| Instructions to follow |
Look through the data that follows and copy each line with the string "water".

| Input data |
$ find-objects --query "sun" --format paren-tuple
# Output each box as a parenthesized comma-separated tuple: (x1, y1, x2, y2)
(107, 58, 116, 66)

---

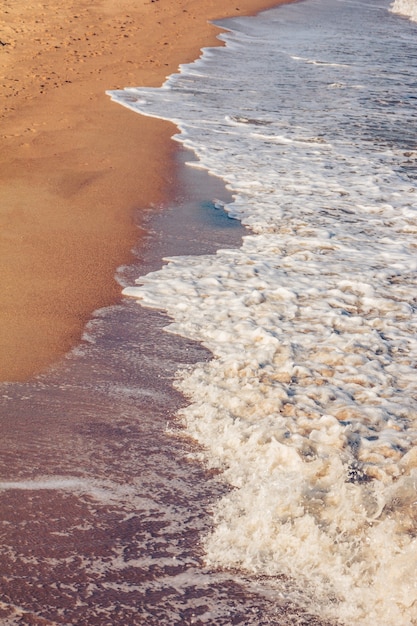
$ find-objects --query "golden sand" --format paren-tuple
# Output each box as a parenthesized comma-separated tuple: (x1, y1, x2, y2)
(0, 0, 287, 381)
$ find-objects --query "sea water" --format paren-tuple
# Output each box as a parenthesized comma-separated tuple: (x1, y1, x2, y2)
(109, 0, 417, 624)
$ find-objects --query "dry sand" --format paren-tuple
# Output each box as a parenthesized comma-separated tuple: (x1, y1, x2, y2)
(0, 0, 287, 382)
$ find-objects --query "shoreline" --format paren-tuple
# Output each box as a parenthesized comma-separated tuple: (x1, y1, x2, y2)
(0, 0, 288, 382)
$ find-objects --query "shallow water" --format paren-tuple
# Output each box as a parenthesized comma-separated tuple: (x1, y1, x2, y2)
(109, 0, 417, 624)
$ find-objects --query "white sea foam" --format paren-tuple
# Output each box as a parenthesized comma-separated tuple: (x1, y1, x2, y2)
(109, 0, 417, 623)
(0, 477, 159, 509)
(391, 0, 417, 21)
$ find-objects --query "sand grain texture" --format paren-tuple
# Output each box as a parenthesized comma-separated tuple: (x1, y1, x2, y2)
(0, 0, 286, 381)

* * *

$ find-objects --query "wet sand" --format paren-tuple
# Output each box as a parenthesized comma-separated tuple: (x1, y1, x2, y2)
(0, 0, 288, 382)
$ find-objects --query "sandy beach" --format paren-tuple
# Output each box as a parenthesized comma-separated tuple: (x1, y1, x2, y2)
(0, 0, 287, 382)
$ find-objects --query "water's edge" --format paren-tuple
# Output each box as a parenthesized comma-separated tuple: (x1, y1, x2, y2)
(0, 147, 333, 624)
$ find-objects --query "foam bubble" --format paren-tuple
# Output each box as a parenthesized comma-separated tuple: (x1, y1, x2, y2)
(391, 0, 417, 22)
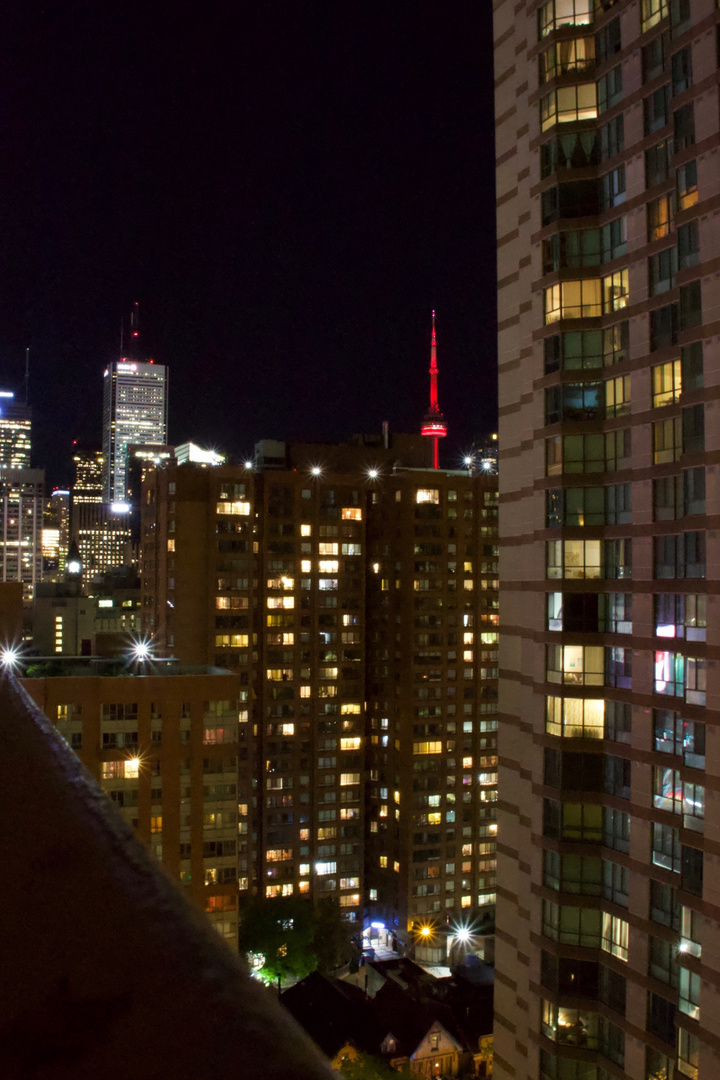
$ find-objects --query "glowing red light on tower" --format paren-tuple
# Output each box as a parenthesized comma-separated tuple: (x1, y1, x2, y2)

| Output below |
$ find-objects --query "sea water" --format paren-tuple
$ find-objects --query "shallow water" --format paren-tuple
$ find-objects --query "water's edge" --format paren-tuple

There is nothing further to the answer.